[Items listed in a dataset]
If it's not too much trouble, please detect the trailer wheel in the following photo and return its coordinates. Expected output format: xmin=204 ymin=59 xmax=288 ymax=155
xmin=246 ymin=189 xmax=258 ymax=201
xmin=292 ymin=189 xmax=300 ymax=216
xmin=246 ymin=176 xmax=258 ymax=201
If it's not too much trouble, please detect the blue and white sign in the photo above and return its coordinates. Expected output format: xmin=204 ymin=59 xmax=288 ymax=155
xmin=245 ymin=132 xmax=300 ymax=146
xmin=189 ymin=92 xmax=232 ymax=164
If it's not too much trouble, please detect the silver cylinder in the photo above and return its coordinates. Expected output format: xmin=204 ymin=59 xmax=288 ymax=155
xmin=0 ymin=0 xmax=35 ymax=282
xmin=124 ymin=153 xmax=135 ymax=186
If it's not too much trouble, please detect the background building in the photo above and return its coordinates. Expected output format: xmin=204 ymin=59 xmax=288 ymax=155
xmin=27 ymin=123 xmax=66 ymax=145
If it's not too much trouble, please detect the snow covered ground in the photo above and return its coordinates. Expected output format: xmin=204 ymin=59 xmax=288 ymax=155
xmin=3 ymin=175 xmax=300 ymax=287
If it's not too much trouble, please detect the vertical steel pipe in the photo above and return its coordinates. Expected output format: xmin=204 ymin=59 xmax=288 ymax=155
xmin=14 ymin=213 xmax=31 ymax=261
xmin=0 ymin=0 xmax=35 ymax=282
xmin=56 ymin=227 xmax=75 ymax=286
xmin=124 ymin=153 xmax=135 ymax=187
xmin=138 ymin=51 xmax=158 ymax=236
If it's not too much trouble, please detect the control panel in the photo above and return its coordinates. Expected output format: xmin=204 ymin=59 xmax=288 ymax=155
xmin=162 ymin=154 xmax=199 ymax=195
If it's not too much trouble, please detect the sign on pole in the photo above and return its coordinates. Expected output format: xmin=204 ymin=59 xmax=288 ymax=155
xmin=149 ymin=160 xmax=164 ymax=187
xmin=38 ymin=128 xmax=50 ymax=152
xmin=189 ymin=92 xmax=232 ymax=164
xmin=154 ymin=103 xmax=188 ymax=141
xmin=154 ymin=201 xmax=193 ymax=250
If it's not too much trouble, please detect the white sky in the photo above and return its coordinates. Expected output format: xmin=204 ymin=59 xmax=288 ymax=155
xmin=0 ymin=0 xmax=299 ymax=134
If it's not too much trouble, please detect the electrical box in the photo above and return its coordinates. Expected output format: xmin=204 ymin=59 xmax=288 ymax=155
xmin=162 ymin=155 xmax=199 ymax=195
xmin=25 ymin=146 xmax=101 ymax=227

To do ::
Copy out each record word for word.

Solution to this exercise ::
If it's not too much trouble, please detect the trailer wheel in the following photo and return its coordinates. Expected output format: xmin=204 ymin=59 xmax=288 ymax=155
xmin=246 ymin=189 xmax=258 ymax=201
xmin=292 ymin=189 xmax=300 ymax=216
xmin=246 ymin=176 xmax=258 ymax=201
If it's not too much trouble, please detect the blue and white sign in the photo above and return its coordinates. Expected output format: xmin=204 ymin=59 xmax=288 ymax=155
xmin=245 ymin=132 xmax=300 ymax=146
xmin=189 ymin=92 xmax=232 ymax=164
If it's not too much trouble, please detect the silver cylinder in the photo above and return its coordinates. Expected output format: xmin=204 ymin=59 xmax=288 ymax=155
xmin=0 ymin=0 xmax=35 ymax=282
xmin=124 ymin=153 xmax=135 ymax=186
If it's not too much trouble, please detect the background building in the photo above and return its coordinates. Expected output format: xmin=204 ymin=59 xmax=288 ymax=155
xmin=27 ymin=123 xmax=66 ymax=145
If it's not too much trouble, please detect the snow covered ground in the photo above and return its coordinates. Expected output format: xmin=204 ymin=59 xmax=288 ymax=155
xmin=3 ymin=175 xmax=300 ymax=287
If it's not too much trouble, please detect the vertical steel pipe in the photo above and return its coordinates. Expected output format: xmin=204 ymin=59 xmax=288 ymax=155
xmin=14 ymin=213 xmax=31 ymax=261
xmin=0 ymin=0 xmax=35 ymax=282
xmin=56 ymin=227 xmax=75 ymax=286
xmin=124 ymin=153 xmax=135 ymax=187
xmin=138 ymin=51 xmax=158 ymax=236
If it's not too much trouble, please detect the control panel in the photo above and return its coordinates. Expected output format: xmin=204 ymin=59 xmax=288 ymax=155
xmin=162 ymin=154 xmax=199 ymax=195
If it's not too much trouble, please detect the sign on pole in the photo above and return its coordinates. Expected output format: xmin=204 ymin=59 xmax=288 ymax=155
xmin=149 ymin=160 xmax=164 ymax=187
xmin=38 ymin=128 xmax=50 ymax=152
xmin=189 ymin=92 xmax=232 ymax=164
xmin=154 ymin=103 xmax=188 ymax=141
xmin=154 ymin=201 xmax=193 ymax=250
If it's not too much trouble, please detect the white sky in the photo above and return its coordinates. Expected output format: xmin=204 ymin=59 xmax=288 ymax=155
xmin=0 ymin=0 xmax=299 ymax=134
If it's not too much trouble, please detect the electrical box in the photo above and return its coordinates. Expected output format: xmin=204 ymin=59 xmax=288 ymax=155
xmin=162 ymin=155 xmax=199 ymax=195
xmin=25 ymin=146 xmax=101 ymax=227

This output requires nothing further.